What is needed: What is needed is an exact copy of every entry below, minus the images.

Task inputs:
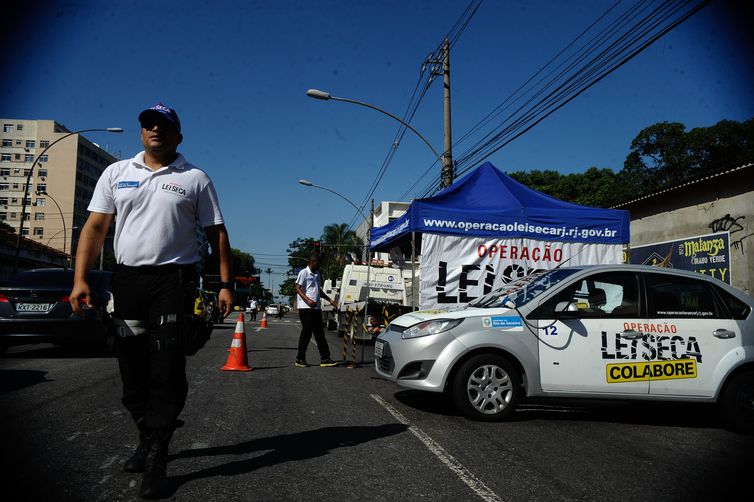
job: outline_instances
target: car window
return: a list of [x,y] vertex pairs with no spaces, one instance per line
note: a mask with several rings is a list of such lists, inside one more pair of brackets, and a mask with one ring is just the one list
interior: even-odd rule
[[516,307],[522,307],[579,270],[581,269],[562,268],[534,272],[471,301],[468,306],[473,308],[497,308],[504,306],[507,301],[511,301]]
[[650,317],[716,318],[715,296],[707,281],[662,273],[646,273]]
[[748,305],[725,291],[720,286],[713,284],[712,287],[719,295],[720,300],[722,300],[723,305],[725,305],[725,308],[728,309],[728,313],[733,319],[746,319],[747,317],[749,317],[751,308]]
[[633,272],[602,272],[563,288],[532,313],[533,319],[554,319],[555,307],[572,302],[581,318],[639,316],[639,277]]

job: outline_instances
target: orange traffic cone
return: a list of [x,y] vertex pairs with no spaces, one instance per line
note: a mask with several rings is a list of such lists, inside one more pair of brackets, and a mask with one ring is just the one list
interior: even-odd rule
[[251,371],[249,359],[246,356],[246,332],[243,327],[243,314],[238,315],[236,331],[233,333],[233,341],[228,351],[228,360],[222,371]]
[[262,314],[262,322],[259,324],[260,328],[266,328],[267,327],[267,312]]

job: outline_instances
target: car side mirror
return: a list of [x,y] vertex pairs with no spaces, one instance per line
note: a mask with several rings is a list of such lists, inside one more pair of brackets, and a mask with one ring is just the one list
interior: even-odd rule
[[556,319],[576,319],[579,317],[579,308],[573,302],[558,302],[555,305]]

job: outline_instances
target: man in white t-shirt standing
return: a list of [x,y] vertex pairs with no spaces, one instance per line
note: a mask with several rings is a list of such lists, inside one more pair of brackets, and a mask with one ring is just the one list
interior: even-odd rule
[[249,302],[249,317],[251,317],[252,321],[257,320],[257,311],[259,310],[259,304],[257,303],[256,298],[252,298]]
[[298,316],[301,319],[301,335],[298,339],[298,355],[294,366],[306,368],[306,349],[314,335],[319,349],[320,363],[322,367],[337,366],[338,363],[330,359],[330,347],[327,345],[325,330],[322,326],[322,309],[320,298],[324,298],[338,309],[338,305],[322,291],[322,278],[319,275],[319,256],[312,255],[309,265],[301,270],[296,277],[296,295],[298,295]]
[[[233,304],[228,232],[209,177],[177,152],[183,140],[176,112],[159,103],[139,115],[144,151],[102,173],[81,230],[70,299],[91,305],[87,272],[115,219],[112,279],[115,352],[123,405],[139,429],[139,445],[124,464],[143,472],[140,495],[165,495],[168,443],[186,402],[186,352],[194,347],[191,313],[199,261],[197,225],[219,255],[223,317]],[[194,347],[194,348],[192,348]]]

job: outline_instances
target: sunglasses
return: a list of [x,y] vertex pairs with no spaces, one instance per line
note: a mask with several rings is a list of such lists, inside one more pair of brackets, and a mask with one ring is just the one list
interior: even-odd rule
[[141,128],[146,129],[148,131],[151,131],[154,129],[154,126],[159,126],[160,129],[166,129],[166,130],[177,130],[178,128],[170,122],[169,120],[160,120],[160,119],[146,119],[141,121]]

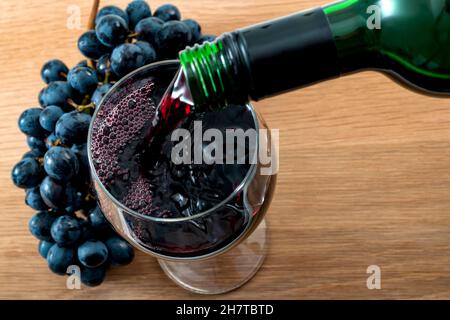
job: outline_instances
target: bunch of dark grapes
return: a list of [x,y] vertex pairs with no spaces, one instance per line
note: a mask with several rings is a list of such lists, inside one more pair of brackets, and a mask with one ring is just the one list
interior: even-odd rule
[[174,5],[152,14],[145,1],[135,0],[125,11],[106,6],[97,13],[95,30],[78,40],[88,60],[70,70],[57,59],[44,64],[47,87],[39,93],[40,107],[19,118],[30,151],[14,166],[12,180],[26,190],[25,203],[38,211],[29,229],[53,272],[64,275],[78,265],[81,281],[95,286],[109,266],[133,260],[133,248],[113,231],[91,186],[87,134],[92,114],[114,82],[129,72],[213,39],[202,35],[196,21],[181,21]]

Task response:
job: outline_instances
target: car window
return: a list of [x,y] vertex pairs with no spaces, one instance per line
note: a mask with several rings is a list of such lists, inside one more pair of brackets, and a mask with one ring is just the one list
interior: even-odd rule
[[516,307],[522,307],[579,270],[581,269],[562,268],[534,272],[471,301],[468,306],[473,308],[497,308],[504,306],[507,301],[511,301]]
[[650,317],[716,318],[715,296],[707,281],[662,273],[646,273]]
[[748,305],[725,291],[720,286],[713,284],[712,287],[719,295],[720,300],[722,300],[723,305],[725,305],[725,308],[728,309],[728,313],[733,319],[746,319],[747,317],[749,317],[751,308]]
[[633,272],[602,272],[563,288],[532,313],[533,319],[554,319],[555,307],[572,302],[581,318],[639,316],[639,277]]

job: outline_instances
target: orange traffic cone
return: a list of [x,y] vertex pairs with no spaces, one instance per line
note: a mask with several rings is a list of such lists, inside one more pair of brackets, and a mask with one ring is just the one list
interior: even-odd rule
[[251,371],[249,359],[246,356],[246,332],[243,327],[243,314],[238,315],[236,331],[233,333],[233,341],[228,351],[228,360],[222,371]]
[[262,314],[262,322],[259,324],[260,328],[266,328],[267,327],[267,312]]

job: outline_instances
target: car side mirror
return: a list of [x,y] vertex pairs with no spaces, one instance per line
note: a mask with several rings is a list of such lists, inside one more pair of brackets, and a mask with one ring is just the one list
interior: even-odd rule
[[556,319],[576,319],[579,317],[579,308],[573,302],[558,302],[555,305]]

job: outline_instances
target: man in white t-shirt standing
return: a list of [x,y] vertex pairs with no spaces, one instance per line
note: a mask with several rings is a list of such lists, inside one more pair of brackets, and a mask with one ring is just the one list
interior: even-odd rule
[[249,302],[249,317],[251,317],[252,321],[257,320],[257,311],[259,310],[259,304],[257,303],[256,298],[252,298]]
[[298,316],[301,319],[301,335],[298,339],[298,355],[294,366],[306,368],[306,349],[314,335],[319,349],[320,363],[322,367],[337,366],[338,363],[330,359],[330,347],[327,345],[325,330],[322,326],[322,309],[320,298],[324,298],[338,309],[338,305],[322,291],[322,278],[319,275],[319,256],[312,255],[309,265],[301,270],[296,277],[296,295],[298,295]]
[[[233,304],[228,232],[209,177],[177,152],[183,140],[176,112],[159,103],[139,115],[144,151],[102,173],[81,230],[70,299],[91,305],[87,272],[115,219],[112,279],[115,352],[123,405],[139,429],[139,445],[124,464],[143,472],[140,495],[165,495],[168,443],[186,402],[186,352],[194,347],[191,313],[199,261],[197,225],[219,255],[223,317]],[[194,347],[194,348],[192,348]]]

job: outline_instances
target: sunglasses
return: a list of [x,y] vertex pairs with no spaces, one instance per line
note: a mask with several rings is a list of such lists, inside one more pair of brackets, and a mask with one ring is just the one list
interior: even-odd rule
[[141,128],[146,129],[148,131],[151,131],[154,129],[154,126],[159,126],[160,129],[166,129],[166,130],[177,130],[178,128],[170,122],[169,120],[160,120],[160,119],[146,119],[141,121]]

job: outline_instances
target: bunch of dark grapes
return: a list of [x,y] vertex pairs with no spaces, one instance per line
note: a mask with several rings is a list of such lists, inside one more pair of brackets, and a mask with one ring is just the one list
interior: even-odd rule
[[174,5],[152,14],[145,1],[135,0],[125,11],[106,6],[97,13],[95,30],[78,40],[88,60],[70,70],[57,59],[44,64],[47,87],[39,93],[40,107],[19,118],[30,151],[14,166],[12,180],[26,190],[25,203],[38,211],[29,229],[53,272],[64,275],[78,265],[81,281],[95,286],[109,266],[133,260],[133,248],[113,231],[91,186],[87,134],[92,114],[114,82],[129,72],[213,39],[202,35],[196,21],[181,21]]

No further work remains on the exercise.